Put the lines below into a Markdown table with the columns "Row" and "Text", numbering each row and skipping blank lines. Leave the pictures out.

** BEGIN MATERIAL FOR THE TASK **

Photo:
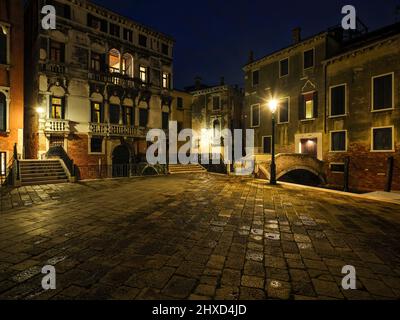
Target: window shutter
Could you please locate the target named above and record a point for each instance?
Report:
(315, 98)
(301, 107)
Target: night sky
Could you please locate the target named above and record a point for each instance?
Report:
(213, 38)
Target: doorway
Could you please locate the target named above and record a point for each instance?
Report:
(120, 161)
(309, 146)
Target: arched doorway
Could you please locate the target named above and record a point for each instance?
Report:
(120, 161)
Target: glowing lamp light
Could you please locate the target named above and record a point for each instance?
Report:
(273, 105)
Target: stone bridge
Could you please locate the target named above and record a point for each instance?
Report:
(287, 162)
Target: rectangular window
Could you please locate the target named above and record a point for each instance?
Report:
(166, 80)
(95, 62)
(143, 117)
(3, 112)
(283, 111)
(96, 144)
(337, 167)
(283, 68)
(128, 35)
(179, 103)
(57, 50)
(267, 145)
(382, 92)
(3, 47)
(143, 74)
(216, 103)
(3, 163)
(142, 40)
(338, 141)
(382, 139)
(57, 108)
(165, 49)
(97, 112)
(114, 113)
(255, 115)
(255, 77)
(129, 116)
(338, 100)
(308, 108)
(308, 59)
(165, 120)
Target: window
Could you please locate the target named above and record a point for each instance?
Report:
(142, 40)
(115, 30)
(179, 103)
(255, 77)
(129, 116)
(338, 100)
(165, 120)
(283, 111)
(337, 167)
(338, 141)
(95, 61)
(216, 103)
(114, 61)
(308, 59)
(57, 108)
(143, 117)
(97, 112)
(128, 35)
(3, 112)
(57, 50)
(308, 108)
(166, 80)
(127, 65)
(283, 68)
(3, 163)
(143, 73)
(96, 145)
(382, 92)
(114, 113)
(382, 139)
(255, 115)
(3, 47)
(165, 49)
(97, 23)
(267, 145)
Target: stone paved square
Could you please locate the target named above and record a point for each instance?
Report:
(195, 237)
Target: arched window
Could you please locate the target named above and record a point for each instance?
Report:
(127, 65)
(114, 61)
(3, 112)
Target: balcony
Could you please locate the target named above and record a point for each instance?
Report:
(117, 130)
(59, 126)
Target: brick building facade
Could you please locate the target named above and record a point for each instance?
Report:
(11, 81)
(95, 85)
(338, 99)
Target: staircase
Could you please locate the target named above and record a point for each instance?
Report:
(34, 172)
(185, 168)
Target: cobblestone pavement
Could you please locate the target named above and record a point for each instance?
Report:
(198, 237)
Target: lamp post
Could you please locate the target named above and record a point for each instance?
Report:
(273, 106)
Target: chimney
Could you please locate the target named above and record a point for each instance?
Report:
(197, 82)
(251, 56)
(296, 35)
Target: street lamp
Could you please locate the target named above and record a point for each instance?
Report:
(273, 106)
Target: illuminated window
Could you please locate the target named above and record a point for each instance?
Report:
(97, 112)
(114, 61)
(3, 163)
(127, 65)
(143, 73)
(57, 108)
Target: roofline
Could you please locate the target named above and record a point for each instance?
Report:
(150, 29)
(302, 42)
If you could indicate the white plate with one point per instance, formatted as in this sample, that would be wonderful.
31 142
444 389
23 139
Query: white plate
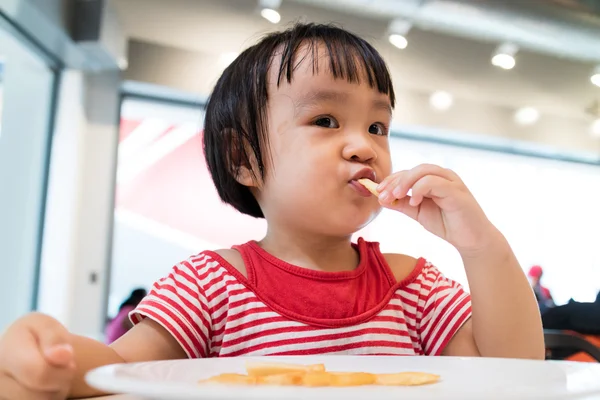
461 378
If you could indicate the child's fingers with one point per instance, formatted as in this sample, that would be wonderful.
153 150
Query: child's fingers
431 186
399 183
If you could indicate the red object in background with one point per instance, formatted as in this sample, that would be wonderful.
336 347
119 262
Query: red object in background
176 191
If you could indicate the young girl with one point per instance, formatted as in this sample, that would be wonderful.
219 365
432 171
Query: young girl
291 126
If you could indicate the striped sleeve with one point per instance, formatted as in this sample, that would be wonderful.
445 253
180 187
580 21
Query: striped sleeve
444 306
177 302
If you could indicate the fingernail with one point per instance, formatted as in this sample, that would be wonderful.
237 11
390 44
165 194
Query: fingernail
59 347
398 192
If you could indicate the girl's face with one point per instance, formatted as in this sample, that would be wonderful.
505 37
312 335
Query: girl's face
323 134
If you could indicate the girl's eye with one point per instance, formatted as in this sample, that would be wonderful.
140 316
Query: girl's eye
326 122
378 129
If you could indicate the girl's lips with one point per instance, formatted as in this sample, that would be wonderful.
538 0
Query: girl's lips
363 191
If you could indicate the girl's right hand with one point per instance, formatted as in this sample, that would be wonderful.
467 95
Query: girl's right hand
36 360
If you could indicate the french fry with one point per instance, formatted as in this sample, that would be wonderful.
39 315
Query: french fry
370 185
264 369
315 379
406 379
289 379
352 379
315 376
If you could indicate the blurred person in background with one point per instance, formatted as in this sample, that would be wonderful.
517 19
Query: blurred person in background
583 318
542 293
120 324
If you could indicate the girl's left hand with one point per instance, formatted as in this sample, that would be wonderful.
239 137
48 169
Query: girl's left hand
440 202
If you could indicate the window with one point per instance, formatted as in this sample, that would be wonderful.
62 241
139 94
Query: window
26 103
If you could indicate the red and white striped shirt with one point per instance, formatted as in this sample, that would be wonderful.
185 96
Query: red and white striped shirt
212 310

** END MATERIAL FOR THE TASK **

:: RESULT OF THIS TASK ::
| Row | Text |
|---|---|
| 1 | Photo: |
| 2 | Target: window shutter |
| 3 | Could you please locate the target named above and record a point for each instance? |
| 4 | Report: |
| 5 | (315, 98) |
| 6 | (301, 107) |
| 7 | Target: night sky |
| 8 | Could you please locate the target named above and record a point for each instance? |
| 9 | Report: |
| 10 | (213, 38) |
| 11 | Target: doorway |
| 12 | Could you please locate the target named above and record a point for each instance? |
| 13 | Report: |
| 14 | (120, 161) |
| 15 | (309, 146) |
| 16 | Target: arched doorway |
| 17 | Could you please locate the target named above and record a point for each instance? |
| 18 | Report: |
| 19 | (120, 161) |
| 20 | Target: glowing lamp light |
| 21 | Could you please locate the target named above and record a point for each instance? |
| 22 | Report: |
| 23 | (273, 105) |
| 24 | Target: stone bridge |
| 25 | Could you please locate the target named above and record a point for each instance? |
| 26 | Report: |
| 27 | (287, 162) |
| 28 | Target: rectangular window |
| 29 | Could you please locate the target named above and record a point for each instance? |
| 30 | Report: |
| 31 | (166, 80) |
| 32 | (95, 62) |
| 33 | (143, 117) |
| 34 | (3, 112) |
| 35 | (283, 111) |
| 36 | (96, 144) |
| 37 | (337, 167) |
| 38 | (283, 68) |
| 39 | (128, 35) |
| 40 | (179, 103) |
| 41 | (57, 50) |
| 42 | (267, 145) |
| 43 | (382, 92) |
| 44 | (3, 47) |
| 45 | (143, 74) |
| 46 | (216, 103) |
| 47 | (3, 163) |
| 48 | (142, 40) |
| 49 | (338, 141) |
| 50 | (382, 139) |
| 51 | (57, 108) |
| 52 | (165, 49) |
| 53 | (97, 112) |
| 54 | (114, 113) |
| 55 | (255, 115) |
| 56 | (255, 77) |
| 57 | (129, 116) |
| 58 | (338, 100) |
| 59 | (308, 108) |
| 60 | (308, 59) |
| 61 | (165, 120) |
| 62 | Target: window |
| 63 | Could you please locate the target named above and record a point for each instance? |
| 64 | Report: |
| 65 | (142, 40) |
| 66 | (115, 30) |
| 67 | (179, 103) |
| 68 | (255, 77) |
| 69 | (129, 116) |
| 70 | (338, 100) |
| 71 | (165, 120) |
| 72 | (283, 111) |
| 73 | (337, 167) |
| 74 | (338, 141) |
| 75 | (95, 61) |
| 76 | (216, 103) |
| 77 | (114, 61) |
| 78 | (308, 59) |
| 79 | (57, 108) |
| 80 | (143, 117) |
| 81 | (97, 112) |
| 82 | (128, 35) |
| 83 | (3, 112) |
| 84 | (57, 50) |
| 85 | (308, 108) |
| 86 | (166, 80) |
| 87 | (127, 65) |
| 88 | (283, 68) |
| 89 | (3, 163) |
| 90 | (143, 73) |
| 91 | (96, 145) |
| 92 | (382, 92) |
| 93 | (114, 113) |
| 94 | (382, 139) |
| 95 | (255, 115) |
| 96 | (3, 47) |
| 97 | (165, 49) |
| 98 | (97, 23) |
| 99 | (267, 145) |
| 100 | Target: stone paved square |
| 101 | Could you please locate the target named above and record a point for each instance? |
| 102 | Report: |
| 103 | (195, 237) |
| 104 | Target: arched window |
| 105 | Could you please locate the target named above and record a point for each instance? |
| 106 | Report: |
| 107 | (127, 65) |
| 108 | (114, 61) |
| 109 | (3, 112) |
| 110 | Target: balcony |
| 111 | Could you please locate the target named above and record a point for each instance? |
| 112 | Report: |
| 113 | (117, 130) |
| 114 | (59, 126) |
| 115 | Target: brick building facade |
| 116 | Could you please locate the target named above and record a point for each instance? |
| 117 | Report: |
| 118 | (11, 81) |
| 119 | (95, 85) |
| 120 | (338, 99) |
| 121 | Target: staircase |
| 122 | Could you please locate the target named above and record a point for each instance? |
| 123 | Report: |
| 124 | (34, 172) |
| 125 | (185, 168) |
| 126 | Target: cobblestone pavement |
| 127 | Could you please locate the target named above and record a point for each instance? |
| 128 | Report: |
| 129 | (198, 237) |
| 130 | Target: lamp post |
| 131 | Could you please locate the target named above and record a point for each instance? |
| 132 | Report: |
| 133 | (273, 106) |
| 134 | Target: chimney |
| 135 | Could you please locate the target named above and record a point for each instance? |
| 136 | Report: |
| 137 | (197, 82) |
| 138 | (251, 56) |
| 139 | (296, 35) |
| 140 | Target: street lamp |
| 141 | Could you please locate the target named above and record a point for each instance? |
| 142 | Report: |
| 143 | (273, 106) |
| 144 | Target: illuminated window |
| 145 | Could you please locate the target named above and record a point for each instance? |
| 146 | Report: |
| 147 | (97, 112) |
| 148 | (114, 61) |
| 149 | (3, 163) |
| 150 | (127, 65) |
| 151 | (143, 73) |
| 152 | (57, 108) |
| 153 | Target: roofline |
| 154 | Could you please locate the target named above and record a point for each instance? |
| 155 | Report: |
| 156 | (150, 29) |
| 157 | (302, 42) |
| 158 | If you could indicate the white plate with one point per instance, formatted as in this sample, that would be wonderful. |
| 159 | 31 142 |
| 160 | 444 389 |
| 161 | 23 139 |
| 162 | Query: white plate |
| 163 | 461 378 |
| 164 | If you could indicate the child's fingers with one point per instance, formatted as in this sample, that would be wonderful. |
| 165 | 153 150 |
| 166 | Query: child's fingers |
| 167 | 431 186 |
| 168 | 399 183 |
| 169 | If you could indicate the red object in background with one point per instance, formatted as in this sample, that would be wonderful. |
| 170 | 336 347 |
| 171 | 119 262 |
| 172 | Query: red object in background |
| 173 | 176 191 |
| 174 | If you could indicate the young girl with one point per instance, formatted as in this sample, that would be wonderful. |
| 175 | 219 365 |
| 176 | 432 171 |
| 177 | Query: young girl |
| 178 | 291 126 |
| 179 | If you could indicate the striped sleeve with one point per instance, formatted as in this sample, that would be wonderful. |
| 180 | 445 253 |
| 181 | 180 187 |
| 182 | 580 21 |
| 183 | Query: striped sleeve |
| 184 | 444 306 |
| 185 | 177 302 |
| 186 | If you could indicate the fingernail with one point per instance, formatted as in this sample, that would be wonderful. |
| 187 | 237 11 |
| 188 | 390 44 |
| 189 | 165 194 |
| 190 | Query: fingernail |
| 191 | 59 347 |
| 192 | 398 192 |
| 193 | If you could indicate the girl's face with one point per instance, formatted as in this sample, that would be wonderful. |
| 194 | 505 37 |
| 195 | 312 335 |
| 196 | Query: girl's face |
| 197 | 323 134 |
| 198 | If you could indicate the girl's eye with one point per instance, formatted as in this sample, that would be wonderful. |
| 199 | 140 316 |
| 200 | Query: girl's eye |
| 201 | 326 122 |
| 202 | 378 129 |
| 203 | If you could indicate the girl's lips with one point per instance, formatted as in this sample, that would be wonderful. |
| 204 | 538 0 |
| 205 | Query: girl's lips |
| 206 | 363 191 |
| 207 | If you could indicate the girl's right hand with one point per instance, formatted as in this sample, that would be wonderful. |
| 208 | 467 95 |
| 209 | Query: girl's right hand |
| 210 | 36 360 |
| 211 | If you could indicate the french fry with one point per instance, formatted as in this sample, that would be wonderful. |
| 212 | 39 315 |
| 213 | Query: french fry |
| 214 | 370 185 |
| 215 | 264 369 |
| 216 | 315 379 |
| 217 | 406 379 |
| 218 | 289 379 |
| 219 | 352 379 |
| 220 | 315 376 |
| 221 | If you could indicate the blurred person in background with one point per instance, formatted as in this sample, that would be wonderful. |
| 222 | 517 19 |
| 223 | Query: blurred person in background |
| 224 | 583 318 |
| 225 | 542 293 |
| 226 | 120 324 |
| 227 | If you could indicate the girl's left hand with one point per instance, formatted as in this sample, that would be wonderful. |
| 228 | 239 137 |
| 229 | 48 169 |
| 230 | Query: girl's left hand |
| 231 | 440 202 |
| 232 | If you could indicate the window with one point per instance, formatted as in this sample, that would be wonderful. |
| 233 | 62 241 |
| 234 | 139 94 |
| 235 | Query: window |
| 236 | 26 103 |
| 237 | If you could indicate the red and white striped shirt with one point per instance, formatted as in this sample, that would be wonderful. |
| 238 | 185 96 |
| 239 | Query: red and white striped shirt |
| 240 | 212 310 |